◆ Dataset content
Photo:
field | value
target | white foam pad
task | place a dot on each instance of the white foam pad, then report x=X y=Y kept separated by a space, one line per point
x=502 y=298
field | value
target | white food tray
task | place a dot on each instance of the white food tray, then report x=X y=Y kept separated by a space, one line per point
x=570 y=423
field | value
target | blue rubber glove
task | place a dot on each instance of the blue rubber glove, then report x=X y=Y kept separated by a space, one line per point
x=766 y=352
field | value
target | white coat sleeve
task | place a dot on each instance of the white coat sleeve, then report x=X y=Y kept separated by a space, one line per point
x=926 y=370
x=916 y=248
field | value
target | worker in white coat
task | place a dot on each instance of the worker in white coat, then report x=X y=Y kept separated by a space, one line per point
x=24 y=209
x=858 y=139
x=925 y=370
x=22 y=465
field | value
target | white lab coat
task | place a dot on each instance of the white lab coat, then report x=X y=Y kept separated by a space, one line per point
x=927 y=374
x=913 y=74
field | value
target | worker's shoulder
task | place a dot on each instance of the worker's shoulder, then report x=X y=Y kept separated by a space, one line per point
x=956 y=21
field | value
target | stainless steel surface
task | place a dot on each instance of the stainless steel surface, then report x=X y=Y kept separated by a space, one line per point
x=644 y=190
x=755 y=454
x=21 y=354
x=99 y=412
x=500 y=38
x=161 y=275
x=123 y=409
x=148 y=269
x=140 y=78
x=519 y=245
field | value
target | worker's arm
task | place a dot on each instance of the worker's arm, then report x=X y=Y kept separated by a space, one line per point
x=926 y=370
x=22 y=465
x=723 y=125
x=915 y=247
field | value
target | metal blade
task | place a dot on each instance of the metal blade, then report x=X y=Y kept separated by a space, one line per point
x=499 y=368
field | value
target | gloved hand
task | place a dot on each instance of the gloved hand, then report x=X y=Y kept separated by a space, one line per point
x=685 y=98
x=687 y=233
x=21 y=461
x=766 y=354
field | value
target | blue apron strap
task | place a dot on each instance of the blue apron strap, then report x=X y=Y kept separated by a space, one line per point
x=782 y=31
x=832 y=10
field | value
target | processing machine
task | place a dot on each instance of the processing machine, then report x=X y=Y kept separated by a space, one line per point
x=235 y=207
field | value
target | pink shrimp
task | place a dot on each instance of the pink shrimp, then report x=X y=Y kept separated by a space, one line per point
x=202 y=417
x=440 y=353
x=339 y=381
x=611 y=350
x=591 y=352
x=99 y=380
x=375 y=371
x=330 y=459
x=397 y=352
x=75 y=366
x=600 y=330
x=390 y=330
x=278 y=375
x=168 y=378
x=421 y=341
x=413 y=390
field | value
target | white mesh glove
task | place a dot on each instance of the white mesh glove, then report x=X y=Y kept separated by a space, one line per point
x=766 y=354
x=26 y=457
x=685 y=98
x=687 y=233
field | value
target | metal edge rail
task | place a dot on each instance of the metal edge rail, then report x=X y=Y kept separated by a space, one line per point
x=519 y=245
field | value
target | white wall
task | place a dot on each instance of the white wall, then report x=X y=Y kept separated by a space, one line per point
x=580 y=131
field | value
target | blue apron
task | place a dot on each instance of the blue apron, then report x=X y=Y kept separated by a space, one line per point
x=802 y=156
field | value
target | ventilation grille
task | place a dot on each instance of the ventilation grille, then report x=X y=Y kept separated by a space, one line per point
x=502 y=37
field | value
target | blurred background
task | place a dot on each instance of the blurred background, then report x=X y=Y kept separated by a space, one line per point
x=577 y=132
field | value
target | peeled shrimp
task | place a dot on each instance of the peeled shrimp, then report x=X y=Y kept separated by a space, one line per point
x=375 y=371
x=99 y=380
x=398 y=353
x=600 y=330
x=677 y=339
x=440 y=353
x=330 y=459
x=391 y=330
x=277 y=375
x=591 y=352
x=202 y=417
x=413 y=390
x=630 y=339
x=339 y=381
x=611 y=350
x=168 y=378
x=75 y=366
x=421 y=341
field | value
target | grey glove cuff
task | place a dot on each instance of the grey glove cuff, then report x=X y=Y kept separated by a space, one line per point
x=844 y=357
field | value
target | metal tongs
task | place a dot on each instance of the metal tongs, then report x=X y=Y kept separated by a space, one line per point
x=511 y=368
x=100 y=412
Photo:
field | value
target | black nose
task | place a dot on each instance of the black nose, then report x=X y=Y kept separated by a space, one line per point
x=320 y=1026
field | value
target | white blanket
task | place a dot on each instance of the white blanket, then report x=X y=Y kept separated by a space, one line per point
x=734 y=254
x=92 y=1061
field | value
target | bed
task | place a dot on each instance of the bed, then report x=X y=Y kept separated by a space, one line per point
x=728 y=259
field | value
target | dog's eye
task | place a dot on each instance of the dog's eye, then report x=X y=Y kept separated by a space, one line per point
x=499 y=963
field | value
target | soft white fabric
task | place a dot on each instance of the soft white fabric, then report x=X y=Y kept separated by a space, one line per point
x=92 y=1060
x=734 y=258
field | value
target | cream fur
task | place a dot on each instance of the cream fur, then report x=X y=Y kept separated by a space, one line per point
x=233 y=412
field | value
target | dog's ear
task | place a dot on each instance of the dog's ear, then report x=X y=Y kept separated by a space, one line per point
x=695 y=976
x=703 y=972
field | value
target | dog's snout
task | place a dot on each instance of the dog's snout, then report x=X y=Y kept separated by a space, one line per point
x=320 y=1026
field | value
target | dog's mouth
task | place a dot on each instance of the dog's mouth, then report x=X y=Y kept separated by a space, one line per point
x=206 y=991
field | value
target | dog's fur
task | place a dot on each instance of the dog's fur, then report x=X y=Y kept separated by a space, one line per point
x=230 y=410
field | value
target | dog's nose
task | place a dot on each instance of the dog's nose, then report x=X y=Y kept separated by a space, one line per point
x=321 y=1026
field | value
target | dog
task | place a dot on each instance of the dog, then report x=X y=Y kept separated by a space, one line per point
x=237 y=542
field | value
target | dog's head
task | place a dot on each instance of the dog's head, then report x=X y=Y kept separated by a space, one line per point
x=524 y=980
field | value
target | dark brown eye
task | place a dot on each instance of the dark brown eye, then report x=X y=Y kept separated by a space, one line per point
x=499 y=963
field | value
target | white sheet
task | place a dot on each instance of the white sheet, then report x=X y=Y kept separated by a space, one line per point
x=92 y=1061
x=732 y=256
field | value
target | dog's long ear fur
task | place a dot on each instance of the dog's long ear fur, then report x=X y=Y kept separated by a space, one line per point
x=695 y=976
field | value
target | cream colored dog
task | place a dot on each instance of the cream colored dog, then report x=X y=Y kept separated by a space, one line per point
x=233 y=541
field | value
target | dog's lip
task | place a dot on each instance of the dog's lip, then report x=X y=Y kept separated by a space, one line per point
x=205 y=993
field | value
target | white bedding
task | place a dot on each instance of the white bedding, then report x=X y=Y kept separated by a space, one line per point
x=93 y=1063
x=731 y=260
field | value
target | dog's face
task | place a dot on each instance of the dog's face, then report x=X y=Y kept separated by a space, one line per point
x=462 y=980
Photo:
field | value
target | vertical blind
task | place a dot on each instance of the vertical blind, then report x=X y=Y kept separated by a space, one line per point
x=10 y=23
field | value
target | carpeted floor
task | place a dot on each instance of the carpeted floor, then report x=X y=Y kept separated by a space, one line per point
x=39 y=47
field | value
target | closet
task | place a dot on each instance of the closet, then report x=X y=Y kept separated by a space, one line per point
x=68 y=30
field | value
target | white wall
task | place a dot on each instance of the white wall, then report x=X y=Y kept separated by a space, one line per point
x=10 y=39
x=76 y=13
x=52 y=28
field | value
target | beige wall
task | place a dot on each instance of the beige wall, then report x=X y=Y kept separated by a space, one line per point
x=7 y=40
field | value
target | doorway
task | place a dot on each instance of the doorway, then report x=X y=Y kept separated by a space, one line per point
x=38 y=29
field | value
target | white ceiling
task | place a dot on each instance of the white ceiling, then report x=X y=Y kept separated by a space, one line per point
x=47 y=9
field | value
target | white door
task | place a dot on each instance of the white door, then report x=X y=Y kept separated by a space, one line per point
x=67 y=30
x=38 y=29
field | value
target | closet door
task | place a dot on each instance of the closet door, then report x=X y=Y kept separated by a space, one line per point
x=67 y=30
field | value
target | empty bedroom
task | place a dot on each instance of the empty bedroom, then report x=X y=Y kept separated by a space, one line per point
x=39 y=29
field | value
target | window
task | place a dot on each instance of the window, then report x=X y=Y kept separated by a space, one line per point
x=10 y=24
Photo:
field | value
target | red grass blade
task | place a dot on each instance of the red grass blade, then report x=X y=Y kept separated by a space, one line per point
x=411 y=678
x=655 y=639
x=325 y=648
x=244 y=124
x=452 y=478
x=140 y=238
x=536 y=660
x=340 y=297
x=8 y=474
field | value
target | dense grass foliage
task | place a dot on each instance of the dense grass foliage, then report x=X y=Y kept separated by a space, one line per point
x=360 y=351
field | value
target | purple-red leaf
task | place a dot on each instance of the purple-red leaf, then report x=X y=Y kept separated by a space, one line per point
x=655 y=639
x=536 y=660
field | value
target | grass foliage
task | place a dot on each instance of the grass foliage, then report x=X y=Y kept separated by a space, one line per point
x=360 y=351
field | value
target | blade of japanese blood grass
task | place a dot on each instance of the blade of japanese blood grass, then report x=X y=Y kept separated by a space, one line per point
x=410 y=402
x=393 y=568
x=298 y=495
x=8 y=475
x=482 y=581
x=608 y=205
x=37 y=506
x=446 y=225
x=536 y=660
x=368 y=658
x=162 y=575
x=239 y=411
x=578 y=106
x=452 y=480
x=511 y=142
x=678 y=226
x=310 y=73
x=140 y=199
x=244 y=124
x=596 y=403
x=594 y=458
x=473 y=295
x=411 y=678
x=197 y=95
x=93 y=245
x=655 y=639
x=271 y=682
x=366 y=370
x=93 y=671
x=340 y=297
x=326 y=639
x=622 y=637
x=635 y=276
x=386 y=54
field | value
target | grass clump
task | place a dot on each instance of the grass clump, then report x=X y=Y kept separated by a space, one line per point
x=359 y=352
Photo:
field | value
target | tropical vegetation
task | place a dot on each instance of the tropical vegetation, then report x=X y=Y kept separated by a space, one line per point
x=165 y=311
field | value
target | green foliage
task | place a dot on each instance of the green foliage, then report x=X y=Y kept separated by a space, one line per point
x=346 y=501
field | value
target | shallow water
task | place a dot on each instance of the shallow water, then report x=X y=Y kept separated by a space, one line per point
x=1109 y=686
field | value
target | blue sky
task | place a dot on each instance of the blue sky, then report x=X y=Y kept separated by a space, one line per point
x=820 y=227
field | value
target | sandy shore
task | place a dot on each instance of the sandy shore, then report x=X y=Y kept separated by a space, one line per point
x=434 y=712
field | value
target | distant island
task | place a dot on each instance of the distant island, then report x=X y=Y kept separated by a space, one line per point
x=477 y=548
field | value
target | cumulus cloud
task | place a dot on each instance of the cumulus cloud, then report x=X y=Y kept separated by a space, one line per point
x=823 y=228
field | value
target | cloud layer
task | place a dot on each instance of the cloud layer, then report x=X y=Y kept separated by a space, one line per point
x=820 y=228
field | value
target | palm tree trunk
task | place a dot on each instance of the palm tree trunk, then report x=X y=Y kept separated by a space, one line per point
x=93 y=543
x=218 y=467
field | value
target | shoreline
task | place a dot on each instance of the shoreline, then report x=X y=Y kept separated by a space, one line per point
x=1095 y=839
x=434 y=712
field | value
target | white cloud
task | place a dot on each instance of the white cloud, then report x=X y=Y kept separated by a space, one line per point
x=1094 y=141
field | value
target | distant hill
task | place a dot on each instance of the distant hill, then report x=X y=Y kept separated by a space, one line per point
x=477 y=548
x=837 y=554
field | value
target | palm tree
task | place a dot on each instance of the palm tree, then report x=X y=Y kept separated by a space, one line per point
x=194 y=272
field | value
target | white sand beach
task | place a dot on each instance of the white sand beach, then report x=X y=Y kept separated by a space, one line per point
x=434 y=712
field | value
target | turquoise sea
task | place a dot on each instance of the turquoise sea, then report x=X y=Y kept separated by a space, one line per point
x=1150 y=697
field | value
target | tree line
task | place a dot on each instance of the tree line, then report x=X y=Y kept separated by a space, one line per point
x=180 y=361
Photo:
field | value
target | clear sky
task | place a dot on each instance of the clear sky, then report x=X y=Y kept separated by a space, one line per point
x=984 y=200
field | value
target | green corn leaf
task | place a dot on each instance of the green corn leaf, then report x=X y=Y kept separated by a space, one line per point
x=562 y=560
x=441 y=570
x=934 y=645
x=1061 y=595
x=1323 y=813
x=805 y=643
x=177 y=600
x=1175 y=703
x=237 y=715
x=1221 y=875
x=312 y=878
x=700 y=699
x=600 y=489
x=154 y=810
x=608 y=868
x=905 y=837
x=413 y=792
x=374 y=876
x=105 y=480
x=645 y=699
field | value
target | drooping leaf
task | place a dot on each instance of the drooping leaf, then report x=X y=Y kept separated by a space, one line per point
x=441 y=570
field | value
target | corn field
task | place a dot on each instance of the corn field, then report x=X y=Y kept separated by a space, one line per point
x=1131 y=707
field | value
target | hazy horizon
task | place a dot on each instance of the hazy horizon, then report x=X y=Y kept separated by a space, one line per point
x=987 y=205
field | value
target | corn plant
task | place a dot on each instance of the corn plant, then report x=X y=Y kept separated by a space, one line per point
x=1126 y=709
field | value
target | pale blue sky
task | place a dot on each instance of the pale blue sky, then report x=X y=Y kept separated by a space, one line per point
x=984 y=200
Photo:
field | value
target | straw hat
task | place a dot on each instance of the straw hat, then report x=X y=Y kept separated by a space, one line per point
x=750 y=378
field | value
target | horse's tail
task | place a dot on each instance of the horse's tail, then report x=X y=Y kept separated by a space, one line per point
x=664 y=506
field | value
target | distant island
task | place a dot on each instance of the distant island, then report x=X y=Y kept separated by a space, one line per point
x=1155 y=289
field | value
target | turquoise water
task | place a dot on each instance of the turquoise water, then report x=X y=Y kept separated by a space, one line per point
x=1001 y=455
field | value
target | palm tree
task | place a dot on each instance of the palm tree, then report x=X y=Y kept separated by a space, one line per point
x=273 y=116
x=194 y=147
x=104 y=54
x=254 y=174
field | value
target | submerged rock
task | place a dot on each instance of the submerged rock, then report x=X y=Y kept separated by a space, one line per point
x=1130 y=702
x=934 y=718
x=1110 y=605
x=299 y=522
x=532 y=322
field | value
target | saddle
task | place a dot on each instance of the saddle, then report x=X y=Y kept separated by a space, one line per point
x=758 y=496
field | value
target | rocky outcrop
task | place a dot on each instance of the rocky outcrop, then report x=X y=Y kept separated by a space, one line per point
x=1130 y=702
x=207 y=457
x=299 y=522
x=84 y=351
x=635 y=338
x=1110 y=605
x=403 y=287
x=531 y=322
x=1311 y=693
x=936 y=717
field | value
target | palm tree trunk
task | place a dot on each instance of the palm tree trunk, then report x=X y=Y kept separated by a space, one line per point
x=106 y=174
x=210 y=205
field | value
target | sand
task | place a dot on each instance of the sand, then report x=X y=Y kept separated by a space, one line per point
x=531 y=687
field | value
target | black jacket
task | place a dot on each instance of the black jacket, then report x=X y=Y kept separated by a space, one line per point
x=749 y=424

◆ Problem to solve
Rewrite the entries as a JSON list of strings, one string per line and no blank lines, starting at the first line of the entries and ending at the line containing "x=502 y=298".

◆ Final result
[
  "Photo:",
  "field | value",
  "target | white foam pad",
  "task | place a dot on each instance of the white foam pad, then report x=X y=Y kept separated by a space, one line per point",
  "x=502 y=298"
]